Rewrite the entries below, swapping every occurrence of "top-left corner" for "upper-left corner" and leaving everything else unchanged.
— begin —
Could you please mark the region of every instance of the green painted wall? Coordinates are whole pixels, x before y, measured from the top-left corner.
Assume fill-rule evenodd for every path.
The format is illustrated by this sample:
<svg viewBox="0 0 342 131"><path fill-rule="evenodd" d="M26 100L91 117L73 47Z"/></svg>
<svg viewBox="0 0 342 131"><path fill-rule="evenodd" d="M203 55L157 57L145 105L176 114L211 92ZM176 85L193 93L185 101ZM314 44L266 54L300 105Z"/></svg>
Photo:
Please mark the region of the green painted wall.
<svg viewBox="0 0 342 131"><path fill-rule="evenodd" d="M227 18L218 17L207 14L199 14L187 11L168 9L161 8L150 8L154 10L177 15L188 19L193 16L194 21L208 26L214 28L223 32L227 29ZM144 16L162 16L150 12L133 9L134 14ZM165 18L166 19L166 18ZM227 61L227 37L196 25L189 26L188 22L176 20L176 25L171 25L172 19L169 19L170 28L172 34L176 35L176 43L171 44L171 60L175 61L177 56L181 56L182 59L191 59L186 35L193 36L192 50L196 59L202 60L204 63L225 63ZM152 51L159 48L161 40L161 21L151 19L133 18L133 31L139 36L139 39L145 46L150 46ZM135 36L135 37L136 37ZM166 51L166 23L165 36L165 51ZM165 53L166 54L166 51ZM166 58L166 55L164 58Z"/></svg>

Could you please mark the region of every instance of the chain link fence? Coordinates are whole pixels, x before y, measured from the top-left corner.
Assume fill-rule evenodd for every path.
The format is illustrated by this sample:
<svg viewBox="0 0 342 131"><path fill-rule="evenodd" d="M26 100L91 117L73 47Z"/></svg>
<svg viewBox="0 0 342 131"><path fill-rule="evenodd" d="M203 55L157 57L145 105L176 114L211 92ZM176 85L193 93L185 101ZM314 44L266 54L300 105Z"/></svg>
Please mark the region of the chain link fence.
— end —
◆ **Output of the task**
Could you please mark the region of every instance of the green painted wall? Coordinates are whole pixels, x before y, measured from the upper-left corner.
Assume fill-rule evenodd for every path.
The format is illustrated by this sample:
<svg viewBox="0 0 342 131"><path fill-rule="evenodd" d="M26 100L91 117L73 47Z"/></svg>
<svg viewBox="0 0 342 131"><path fill-rule="evenodd" d="M203 55L157 57L145 105L176 114L211 92ZM176 85L193 93L185 101ZM314 44L266 54L300 105Z"/></svg>
Photo:
Please mark the region of the green painted wall.
<svg viewBox="0 0 342 131"><path fill-rule="evenodd" d="M227 18L218 17L207 14L199 14L187 11L168 9L161 8L150 8L154 10L177 15L188 19L193 16L194 21L208 26L214 28L223 32L227 29ZM144 16L162 16L150 12L133 9L134 14ZM165 18L166 19L166 18ZM227 61L227 37L196 25L189 26L188 22L176 20L176 25L171 25L172 19L169 19L170 28L172 34L176 35L176 43L171 44L171 60L175 61L177 56L181 56L182 59L191 59L186 35L193 36L192 50L196 59L202 60L204 63L225 63ZM152 51L159 48L161 40L161 21L151 19L133 18L133 31L139 36L139 39L145 46L150 46ZM135 36L135 37L136 37ZM166 51L166 23L165 36L165 51ZM165 53L166 54L166 51ZM166 58L166 55L164 58Z"/></svg>

Could you please mark the region of every instance of the chain link fence? Coordinates are whole pixels, x before y, measured from the upper-left corner.
Assume fill-rule evenodd for every path.
The format is illustrated by this sample:
<svg viewBox="0 0 342 131"><path fill-rule="evenodd" d="M26 100L91 117L73 47Z"/></svg>
<svg viewBox="0 0 342 131"><path fill-rule="evenodd" d="M203 55L157 57L145 105L176 114L211 92ZM176 85L193 93L185 101ZM314 44L266 54L300 105Z"/></svg>
Please mark the region of the chain link fence.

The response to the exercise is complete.